What is needed: Copy out the stretch of entries from the line containing "Query: truck cab door" through the line containing "Mark the region of every instance of the truck", both included, reproducing each line with nothing changed.

Recorded information:
:::
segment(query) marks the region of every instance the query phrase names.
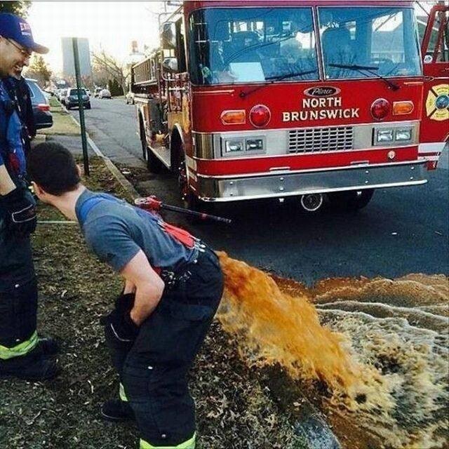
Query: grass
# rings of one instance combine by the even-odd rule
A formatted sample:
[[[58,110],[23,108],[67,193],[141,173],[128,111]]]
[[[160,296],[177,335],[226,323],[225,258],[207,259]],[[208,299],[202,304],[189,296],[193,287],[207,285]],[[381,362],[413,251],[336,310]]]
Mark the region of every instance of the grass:
[[[70,114],[62,109],[62,106],[55,97],[50,98],[50,111],[53,116],[53,126],[41,130],[39,133],[47,135],[80,135],[79,126],[75,123]]]
[[[86,182],[126,197],[102,161],[91,159]],[[39,220],[62,220],[40,204]],[[109,311],[121,283],[88,251],[79,227],[40,223],[32,239],[39,286],[39,330],[61,342],[62,372],[51,382],[0,380],[2,449],[134,449],[133,424],[99,417],[99,406],[116,396],[99,318]],[[217,321],[190,379],[196,399],[197,449],[304,449],[288,414],[240,358],[236,341]],[[293,401],[293,399],[292,399]]]

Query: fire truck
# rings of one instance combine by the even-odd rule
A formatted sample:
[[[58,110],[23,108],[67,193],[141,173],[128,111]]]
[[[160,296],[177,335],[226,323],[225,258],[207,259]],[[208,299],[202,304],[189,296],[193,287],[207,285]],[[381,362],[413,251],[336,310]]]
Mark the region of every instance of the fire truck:
[[[187,207],[296,197],[356,210],[416,186],[449,138],[449,7],[185,1],[134,65],[142,157]]]

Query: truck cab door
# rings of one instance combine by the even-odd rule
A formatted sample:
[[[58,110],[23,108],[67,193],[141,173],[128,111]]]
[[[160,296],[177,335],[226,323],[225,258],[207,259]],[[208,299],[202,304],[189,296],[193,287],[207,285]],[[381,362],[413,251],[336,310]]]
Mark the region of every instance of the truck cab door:
[[[420,135],[420,158],[427,168],[436,168],[449,140],[449,6],[438,4],[429,15],[422,53],[424,98]]]

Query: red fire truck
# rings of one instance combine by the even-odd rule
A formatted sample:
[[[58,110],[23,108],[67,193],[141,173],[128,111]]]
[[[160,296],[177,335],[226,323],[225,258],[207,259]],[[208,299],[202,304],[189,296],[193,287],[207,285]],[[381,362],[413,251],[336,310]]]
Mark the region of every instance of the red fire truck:
[[[295,196],[366,206],[427,182],[449,134],[449,8],[185,1],[132,69],[142,156],[190,208]]]

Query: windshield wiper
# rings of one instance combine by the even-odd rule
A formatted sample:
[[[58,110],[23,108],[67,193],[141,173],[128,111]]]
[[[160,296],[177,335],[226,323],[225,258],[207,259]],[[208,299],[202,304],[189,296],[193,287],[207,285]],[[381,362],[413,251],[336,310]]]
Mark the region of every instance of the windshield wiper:
[[[375,70],[379,70],[379,67],[373,67],[367,65],[357,65],[356,64],[349,64],[347,65],[345,64],[328,64],[328,65],[330,67],[337,67],[337,69],[349,69],[349,70],[356,70],[361,73],[362,75],[366,76],[366,74],[362,72],[362,70],[365,70],[366,72],[370,73],[372,75],[374,75],[379,79],[382,79],[383,81],[387,83],[387,84],[388,84],[388,86],[392,91],[397,91],[400,88],[400,86],[397,84],[395,84],[392,81],[389,81],[389,79],[387,79],[382,75],[380,75],[378,73],[374,72]]]
[[[250,93],[253,93],[259,89],[262,89],[262,88],[265,87],[267,84],[272,84],[274,81],[280,81],[283,79],[286,79],[287,78],[293,78],[293,76],[302,76],[302,75],[309,75],[311,73],[316,72],[316,69],[314,70],[306,70],[304,72],[296,72],[294,73],[286,73],[283,75],[276,75],[274,76],[267,76],[265,78],[265,81],[269,81],[268,83],[265,83],[262,86],[257,86],[257,87],[255,88],[252,91],[248,91],[248,92],[243,92],[243,91],[239,94],[239,96],[241,98],[244,98],[247,95],[249,95]]]
[[[293,78],[293,76],[302,76],[302,75],[309,75],[311,73],[315,73],[316,72],[316,69],[314,69],[314,70],[307,70],[307,72],[296,72],[294,73],[286,73],[283,75],[275,75],[274,76],[267,76],[265,79],[267,81],[280,81],[283,79],[286,79],[286,78]]]

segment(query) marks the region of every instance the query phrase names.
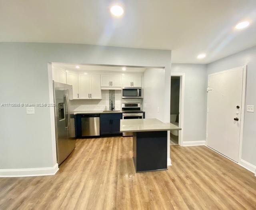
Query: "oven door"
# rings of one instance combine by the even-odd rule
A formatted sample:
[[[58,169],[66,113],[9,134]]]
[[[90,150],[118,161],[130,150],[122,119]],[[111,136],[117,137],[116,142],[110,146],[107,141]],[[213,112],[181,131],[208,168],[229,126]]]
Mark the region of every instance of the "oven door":
[[[141,88],[123,87],[122,89],[122,97],[125,98],[142,98],[143,93]]]
[[[143,113],[123,113],[123,119],[142,119]],[[132,136],[132,132],[123,133],[123,137]]]

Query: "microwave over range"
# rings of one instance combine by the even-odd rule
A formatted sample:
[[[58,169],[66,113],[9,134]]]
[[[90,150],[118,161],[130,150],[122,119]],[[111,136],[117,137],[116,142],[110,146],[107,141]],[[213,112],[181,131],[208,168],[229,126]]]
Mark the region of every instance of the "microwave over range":
[[[143,97],[143,91],[141,87],[123,87],[122,95],[123,99],[141,99]]]

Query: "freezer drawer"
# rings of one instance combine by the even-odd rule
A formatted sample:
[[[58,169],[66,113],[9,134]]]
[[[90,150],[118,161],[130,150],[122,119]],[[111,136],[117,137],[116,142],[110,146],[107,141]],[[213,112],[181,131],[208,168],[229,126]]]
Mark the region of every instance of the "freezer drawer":
[[[100,135],[100,115],[83,115],[81,118],[82,136]]]

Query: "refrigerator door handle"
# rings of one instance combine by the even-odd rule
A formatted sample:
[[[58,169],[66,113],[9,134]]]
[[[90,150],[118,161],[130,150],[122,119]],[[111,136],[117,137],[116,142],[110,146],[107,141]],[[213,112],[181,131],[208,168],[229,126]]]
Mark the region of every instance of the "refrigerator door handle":
[[[70,112],[69,109],[69,99],[68,99],[68,96],[67,93],[65,94],[66,97],[66,102],[67,102],[67,105],[68,107],[68,129],[69,128],[69,125],[70,124]]]

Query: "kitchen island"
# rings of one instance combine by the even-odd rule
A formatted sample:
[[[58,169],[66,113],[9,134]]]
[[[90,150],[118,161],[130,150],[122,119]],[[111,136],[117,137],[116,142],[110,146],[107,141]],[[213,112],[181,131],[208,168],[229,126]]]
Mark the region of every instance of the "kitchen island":
[[[167,131],[181,130],[156,119],[121,119],[120,132],[133,132],[136,172],[167,169]]]

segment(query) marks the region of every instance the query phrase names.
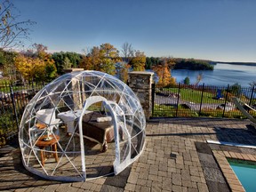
:::
The output:
Query: truck cab door
# rings of one instance combine by the even-odd rule
A formatted sample:
[[[58,110],[23,108],[67,193],[141,173],[128,111]]]
[[[160,296],[177,335],[226,323],[225,258],[207,259]],[[208,299],[202,304],[189,296],[193,287],[207,285]],[[381,362],[413,251],[336,310]]]
Mark the region of every instance of the truck cab door:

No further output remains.